# Verilen görev:
"(530,650) (no space after the comma)." ifadesinin geçtiği satırdan kayıtların sonuna kadar, iki uç da dahil, her satırı ayrı bir dize olarak bir JSON listesine aktar. Boş satırları listeye alma.
═════ Sağlanan kayıtlar ═════
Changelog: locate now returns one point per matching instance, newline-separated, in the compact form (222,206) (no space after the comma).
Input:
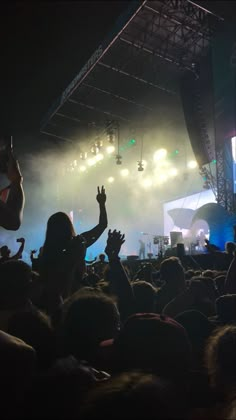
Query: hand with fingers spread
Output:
(101,195)
(114,242)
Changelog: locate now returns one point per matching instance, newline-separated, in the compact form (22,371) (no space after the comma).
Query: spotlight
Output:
(110,149)
(140,166)
(99,157)
(92,162)
(83,155)
(159,154)
(98,143)
(192,164)
(94,150)
(124,172)
(118,159)
(173,172)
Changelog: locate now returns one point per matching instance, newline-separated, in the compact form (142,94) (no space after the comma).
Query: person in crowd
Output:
(141,250)
(173,275)
(135,395)
(6,252)
(198,296)
(36,261)
(100,266)
(11,209)
(62,264)
(220,360)
(144,296)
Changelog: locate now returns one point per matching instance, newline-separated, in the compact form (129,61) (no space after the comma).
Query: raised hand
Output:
(114,242)
(13,169)
(101,195)
(22,240)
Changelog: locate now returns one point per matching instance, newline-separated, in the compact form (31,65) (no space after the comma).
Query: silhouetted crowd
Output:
(98,340)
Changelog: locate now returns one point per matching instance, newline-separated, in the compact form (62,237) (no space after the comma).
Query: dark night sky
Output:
(43,46)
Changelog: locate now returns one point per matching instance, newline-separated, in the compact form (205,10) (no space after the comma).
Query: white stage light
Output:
(110,149)
(147,183)
(173,172)
(99,157)
(192,164)
(92,162)
(159,155)
(124,172)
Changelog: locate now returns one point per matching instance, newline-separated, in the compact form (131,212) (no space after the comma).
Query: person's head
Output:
(34,328)
(220,284)
(144,294)
(152,342)
(5,251)
(91,318)
(220,358)
(198,328)
(172,272)
(226,308)
(230,248)
(59,232)
(15,284)
(134,395)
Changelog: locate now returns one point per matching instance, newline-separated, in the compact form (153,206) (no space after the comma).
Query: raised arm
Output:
(230,281)
(18,255)
(119,282)
(92,235)
(11,212)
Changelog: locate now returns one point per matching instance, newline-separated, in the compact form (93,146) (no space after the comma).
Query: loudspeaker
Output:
(180,250)
(195,126)
(175,238)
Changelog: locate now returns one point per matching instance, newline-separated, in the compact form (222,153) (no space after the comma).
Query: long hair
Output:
(59,232)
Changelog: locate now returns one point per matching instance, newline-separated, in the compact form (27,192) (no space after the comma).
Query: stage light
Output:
(92,162)
(124,172)
(192,164)
(118,159)
(83,155)
(140,166)
(147,183)
(159,155)
(173,172)
(99,157)
(110,149)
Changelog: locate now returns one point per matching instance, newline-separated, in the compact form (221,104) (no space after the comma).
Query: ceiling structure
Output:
(153,43)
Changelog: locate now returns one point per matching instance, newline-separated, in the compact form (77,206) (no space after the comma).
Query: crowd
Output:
(99,341)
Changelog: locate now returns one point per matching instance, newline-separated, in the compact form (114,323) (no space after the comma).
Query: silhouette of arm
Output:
(119,282)
(11,212)
(92,235)
(18,255)
(230,281)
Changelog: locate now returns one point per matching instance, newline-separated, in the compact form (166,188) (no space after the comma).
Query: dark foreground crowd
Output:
(94,342)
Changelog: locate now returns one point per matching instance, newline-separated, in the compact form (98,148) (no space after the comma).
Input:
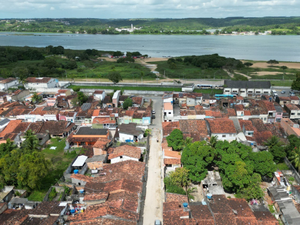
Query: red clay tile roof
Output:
(221,126)
(171,197)
(103,120)
(172,161)
(239,107)
(137,100)
(265,217)
(11,126)
(38,79)
(168,127)
(95,196)
(248,125)
(126,150)
(82,177)
(195,129)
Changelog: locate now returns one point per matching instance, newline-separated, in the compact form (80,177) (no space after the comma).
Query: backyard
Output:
(59,163)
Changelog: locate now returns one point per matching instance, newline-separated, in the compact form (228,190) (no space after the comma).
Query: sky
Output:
(147,8)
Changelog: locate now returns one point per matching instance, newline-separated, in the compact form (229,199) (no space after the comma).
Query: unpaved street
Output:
(153,203)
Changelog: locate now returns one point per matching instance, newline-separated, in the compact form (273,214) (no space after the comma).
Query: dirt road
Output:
(153,203)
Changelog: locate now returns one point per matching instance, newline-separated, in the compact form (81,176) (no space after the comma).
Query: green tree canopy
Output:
(175,140)
(127,103)
(114,77)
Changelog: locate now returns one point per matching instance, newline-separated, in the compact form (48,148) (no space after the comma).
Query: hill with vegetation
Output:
(278,25)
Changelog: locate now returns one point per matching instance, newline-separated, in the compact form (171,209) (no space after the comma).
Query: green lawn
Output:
(59,163)
(183,71)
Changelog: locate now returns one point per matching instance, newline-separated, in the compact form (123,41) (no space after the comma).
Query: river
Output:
(261,47)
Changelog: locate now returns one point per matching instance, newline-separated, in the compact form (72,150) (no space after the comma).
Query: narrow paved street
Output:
(154,202)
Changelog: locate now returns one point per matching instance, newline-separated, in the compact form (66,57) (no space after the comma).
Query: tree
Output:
(295,157)
(296,83)
(114,76)
(196,157)
(180,177)
(175,140)
(36,98)
(272,62)
(127,103)
(276,148)
(31,142)
(264,164)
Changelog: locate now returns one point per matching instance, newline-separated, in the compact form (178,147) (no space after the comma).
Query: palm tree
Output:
(295,158)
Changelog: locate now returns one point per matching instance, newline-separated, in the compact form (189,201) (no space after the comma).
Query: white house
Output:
(99,95)
(124,153)
(129,133)
(222,128)
(168,112)
(41,82)
(247,88)
(7,83)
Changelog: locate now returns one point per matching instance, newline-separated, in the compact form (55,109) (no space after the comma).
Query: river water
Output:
(262,47)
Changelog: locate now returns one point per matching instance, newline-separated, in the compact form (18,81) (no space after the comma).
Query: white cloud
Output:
(147,8)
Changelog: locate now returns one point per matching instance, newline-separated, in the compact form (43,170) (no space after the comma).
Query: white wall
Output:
(124,158)
(123,137)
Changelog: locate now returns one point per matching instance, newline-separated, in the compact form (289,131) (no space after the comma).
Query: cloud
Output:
(147,8)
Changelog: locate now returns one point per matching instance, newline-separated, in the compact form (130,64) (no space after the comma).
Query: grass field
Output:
(183,71)
(59,163)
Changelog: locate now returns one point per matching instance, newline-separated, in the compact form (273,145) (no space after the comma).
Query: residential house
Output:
(271,110)
(107,102)
(115,99)
(130,133)
(172,159)
(123,153)
(295,100)
(19,95)
(99,95)
(87,136)
(279,112)
(67,116)
(41,82)
(137,101)
(247,88)
(42,114)
(168,111)
(8,83)
(293,111)
(283,100)
(223,129)
(104,122)
(122,98)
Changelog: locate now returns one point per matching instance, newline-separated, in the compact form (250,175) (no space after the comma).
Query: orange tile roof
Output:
(168,106)
(11,126)
(127,150)
(172,161)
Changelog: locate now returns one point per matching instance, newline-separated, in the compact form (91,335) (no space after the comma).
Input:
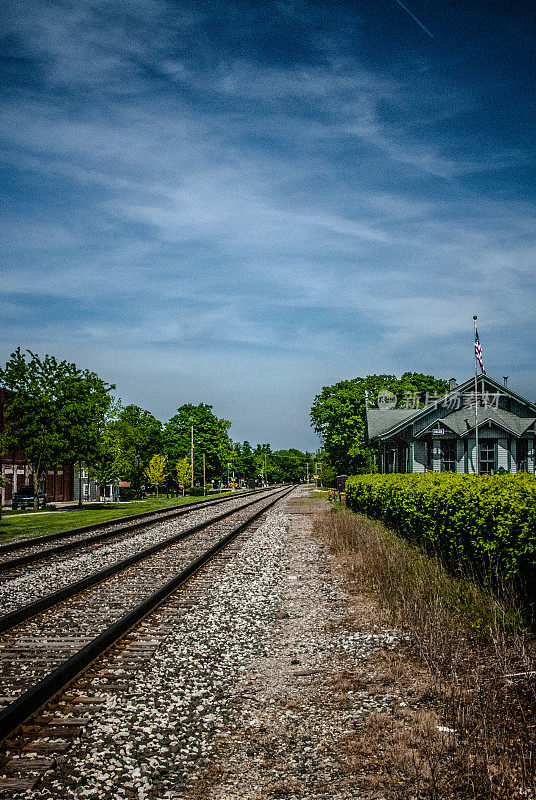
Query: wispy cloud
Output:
(253,201)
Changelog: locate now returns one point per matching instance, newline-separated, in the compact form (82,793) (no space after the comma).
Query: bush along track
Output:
(483,524)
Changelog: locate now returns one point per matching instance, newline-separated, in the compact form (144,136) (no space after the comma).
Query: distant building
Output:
(441,436)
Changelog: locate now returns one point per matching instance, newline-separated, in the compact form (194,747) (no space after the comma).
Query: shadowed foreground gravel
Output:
(247,693)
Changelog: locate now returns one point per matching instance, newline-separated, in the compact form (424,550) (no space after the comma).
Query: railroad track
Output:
(82,557)
(47,649)
(30,551)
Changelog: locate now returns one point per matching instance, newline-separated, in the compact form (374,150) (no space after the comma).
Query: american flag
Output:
(478,352)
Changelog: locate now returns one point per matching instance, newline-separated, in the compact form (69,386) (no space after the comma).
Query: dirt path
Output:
(312,718)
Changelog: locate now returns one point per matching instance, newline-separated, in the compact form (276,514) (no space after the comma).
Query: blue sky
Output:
(238,203)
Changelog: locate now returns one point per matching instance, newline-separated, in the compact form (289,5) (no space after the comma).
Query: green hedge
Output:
(486,523)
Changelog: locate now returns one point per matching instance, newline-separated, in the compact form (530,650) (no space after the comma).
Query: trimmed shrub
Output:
(480,523)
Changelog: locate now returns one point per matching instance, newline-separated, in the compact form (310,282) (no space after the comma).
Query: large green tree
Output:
(243,459)
(211,437)
(55,411)
(131,440)
(338,414)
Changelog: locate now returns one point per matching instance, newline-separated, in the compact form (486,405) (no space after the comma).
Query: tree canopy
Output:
═════
# Doğru sonuç:
[
  "Changelog: locate now returns one point per matching instance, newline-separated, in the compact form (530,650) (no space after the comma).",
  "Query: trimmed shrub",
  "Output:",
  "(480,523)",
  "Changelog: locate now returns one point per matching instance, newline-separated, in the compact form (310,282) (no space after the comma).",
  "Query: large green tree",
  "Output:",
  "(243,459)",
  "(211,437)",
  "(55,411)",
  "(131,440)",
  "(338,414)",
  "Changelog: locate now returns one point per matching instance, newline-separated, in the compact form (486,405) (no space after the comma).",
  "Query: tree canopy",
  "Output:"
]